The task: Which lines below contain the string "blue"? Extract each of them in full, and treat uppercase and lowercase as different.

____________________

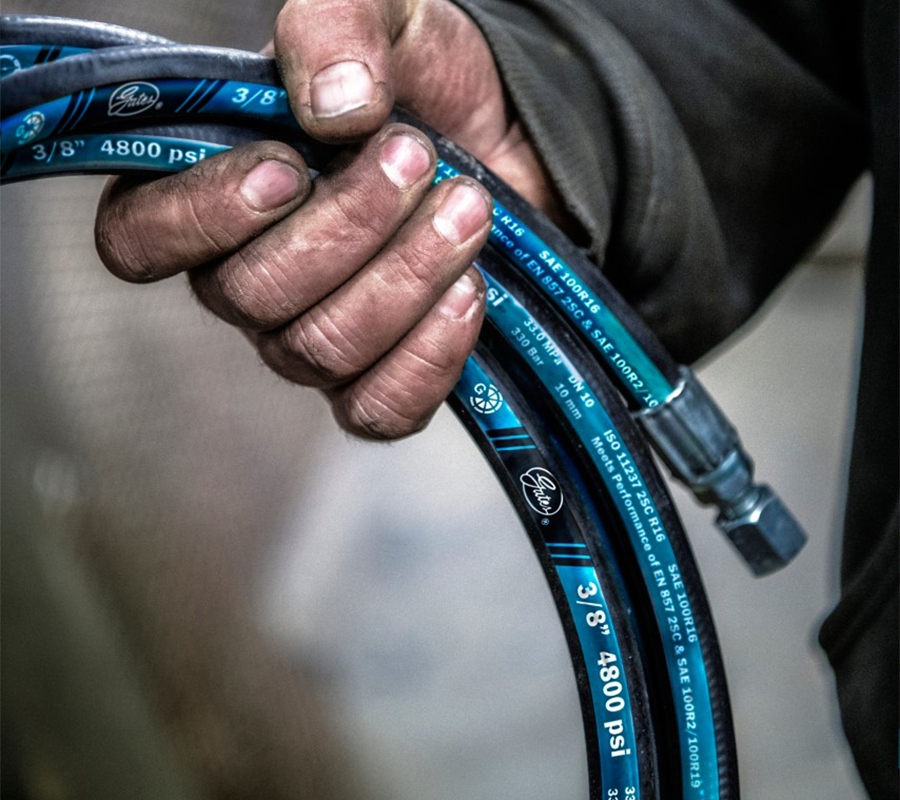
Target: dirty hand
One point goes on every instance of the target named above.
(360, 283)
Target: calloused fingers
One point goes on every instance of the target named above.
(347, 332)
(352, 214)
(148, 230)
(401, 392)
(335, 60)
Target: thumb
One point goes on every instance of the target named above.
(335, 60)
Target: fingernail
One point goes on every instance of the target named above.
(404, 160)
(270, 184)
(462, 214)
(340, 88)
(458, 299)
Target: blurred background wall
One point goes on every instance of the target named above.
(209, 591)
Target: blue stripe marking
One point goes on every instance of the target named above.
(187, 99)
(85, 108)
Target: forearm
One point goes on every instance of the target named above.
(699, 159)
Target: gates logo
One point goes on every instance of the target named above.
(132, 98)
(541, 491)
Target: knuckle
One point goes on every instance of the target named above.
(419, 266)
(358, 214)
(365, 414)
(250, 287)
(326, 353)
(122, 252)
(202, 210)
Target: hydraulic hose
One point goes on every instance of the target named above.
(689, 431)
(652, 688)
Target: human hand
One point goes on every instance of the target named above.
(361, 284)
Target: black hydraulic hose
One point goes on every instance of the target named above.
(571, 451)
(690, 432)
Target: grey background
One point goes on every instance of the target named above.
(210, 591)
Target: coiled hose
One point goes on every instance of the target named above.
(542, 395)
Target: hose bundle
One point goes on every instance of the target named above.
(562, 393)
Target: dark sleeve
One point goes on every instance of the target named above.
(700, 149)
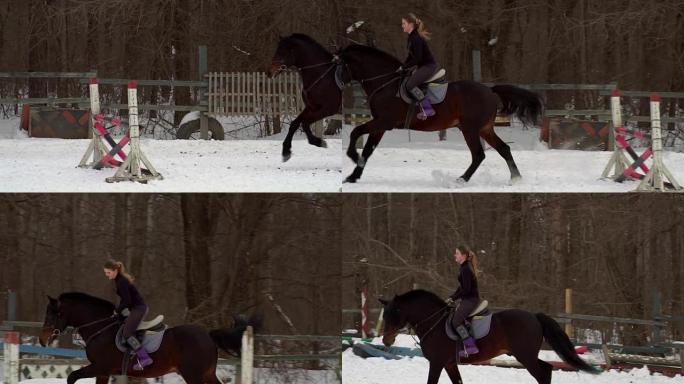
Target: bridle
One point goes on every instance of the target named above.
(331, 64)
(415, 327)
(56, 332)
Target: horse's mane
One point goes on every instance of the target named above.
(86, 299)
(309, 40)
(420, 295)
(365, 49)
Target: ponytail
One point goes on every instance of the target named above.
(471, 257)
(118, 266)
(420, 25)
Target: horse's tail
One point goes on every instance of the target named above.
(524, 104)
(230, 339)
(560, 342)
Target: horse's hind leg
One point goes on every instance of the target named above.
(539, 369)
(471, 134)
(373, 141)
(313, 139)
(353, 138)
(454, 373)
(502, 148)
(287, 143)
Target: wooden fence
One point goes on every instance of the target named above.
(253, 93)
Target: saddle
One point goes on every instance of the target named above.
(435, 89)
(150, 333)
(478, 322)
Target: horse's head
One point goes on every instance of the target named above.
(363, 62)
(412, 308)
(395, 320)
(55, 321)
(284, 56)
(297, 50)
(72, 309)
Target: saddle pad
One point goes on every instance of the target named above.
(436, 92)
(151, 340)
(338, 76)
(479, 326)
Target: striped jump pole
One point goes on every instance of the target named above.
(247, 357)
(659, 175)
(96, 149)
(364, 312)
(618, 161)
(131, 170)
(11, 356)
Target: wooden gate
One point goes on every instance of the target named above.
(253, 93)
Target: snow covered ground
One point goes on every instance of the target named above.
(254, 165)
(50, 165)
(261, 376)
(415, 370)
(402, 166)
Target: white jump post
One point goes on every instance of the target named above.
(11, 353)
(96, 148)
(618, 162)
(247, 357)
(658, 175)
(364, 312)
(130, 170)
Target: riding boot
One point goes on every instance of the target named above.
(426, 109)
(469, 347)
(141, 354)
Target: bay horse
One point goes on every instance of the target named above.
(469, 105)
(513, 331)
(321, 94)
(188, 350)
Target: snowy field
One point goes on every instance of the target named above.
(261, 376)
(50, 165)
(398, 165)
(415, 370)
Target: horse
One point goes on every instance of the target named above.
(513, 331)
(469, 105)
(321, 94)
(188, 350)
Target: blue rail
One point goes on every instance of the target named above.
(60, 352)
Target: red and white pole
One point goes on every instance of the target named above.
(364, 312)
(11, 363)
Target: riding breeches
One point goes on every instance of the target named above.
(133, 320)
(464, 308)
(421, 76)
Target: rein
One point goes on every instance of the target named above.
(56, 332)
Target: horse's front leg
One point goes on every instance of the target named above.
(435, 372)
(454, 373)
(353, 139)
(86, 372)
(373, 141)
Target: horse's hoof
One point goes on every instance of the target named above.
(458, 183)
(515, 180)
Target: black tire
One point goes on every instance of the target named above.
(187, 130)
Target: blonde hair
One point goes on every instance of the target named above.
(118, 266)
(470, 256)
(420, 25)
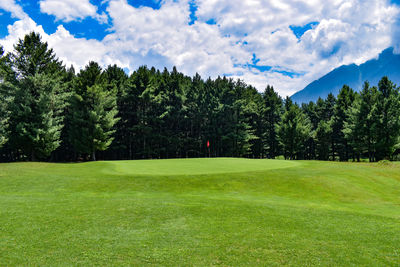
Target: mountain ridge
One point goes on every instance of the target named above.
(387, 64)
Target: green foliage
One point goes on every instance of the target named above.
(271, 116)
(293, 131)
(169, 115)
(93, 114)
(36, 115)
(38, 98)
(4, 98)
(32, 56)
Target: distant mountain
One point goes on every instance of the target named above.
(387, 64)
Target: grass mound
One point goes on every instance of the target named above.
(200, 212)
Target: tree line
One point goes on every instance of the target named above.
(49, 112)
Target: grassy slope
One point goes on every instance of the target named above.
(171, 212)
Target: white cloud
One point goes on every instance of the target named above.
(70, 10)
(15, 10)
(348, 31)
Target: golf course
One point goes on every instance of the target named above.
(200, 212)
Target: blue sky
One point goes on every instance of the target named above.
(284, 43)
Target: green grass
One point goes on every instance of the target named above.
(200, 212)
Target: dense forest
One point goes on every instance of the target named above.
(48, 112)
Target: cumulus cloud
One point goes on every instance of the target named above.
(15, 10)
(245, 37)
(70, 10)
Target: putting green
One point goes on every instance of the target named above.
(193, 166)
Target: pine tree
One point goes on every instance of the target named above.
(293, 131)
(387, 107)
(39, 98)
(344, 101)
(5, 88)
(271, 116)
(93, 112)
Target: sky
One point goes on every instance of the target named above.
(287, 44)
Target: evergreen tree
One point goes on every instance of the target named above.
(4, 97)
(93, 112)
(387, 107)
(293, 131)
(39, 98)
(271, 116)
(344, 101)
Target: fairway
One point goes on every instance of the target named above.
(194, 166)
(200, 212)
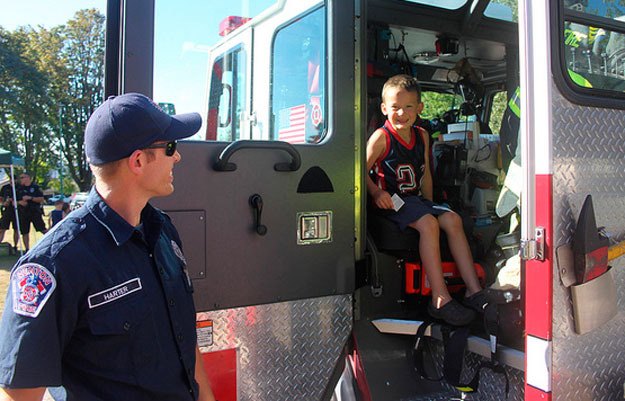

____________________

Written answer:
Target: blue stripe marking
Target: blue rail
Target: blue sky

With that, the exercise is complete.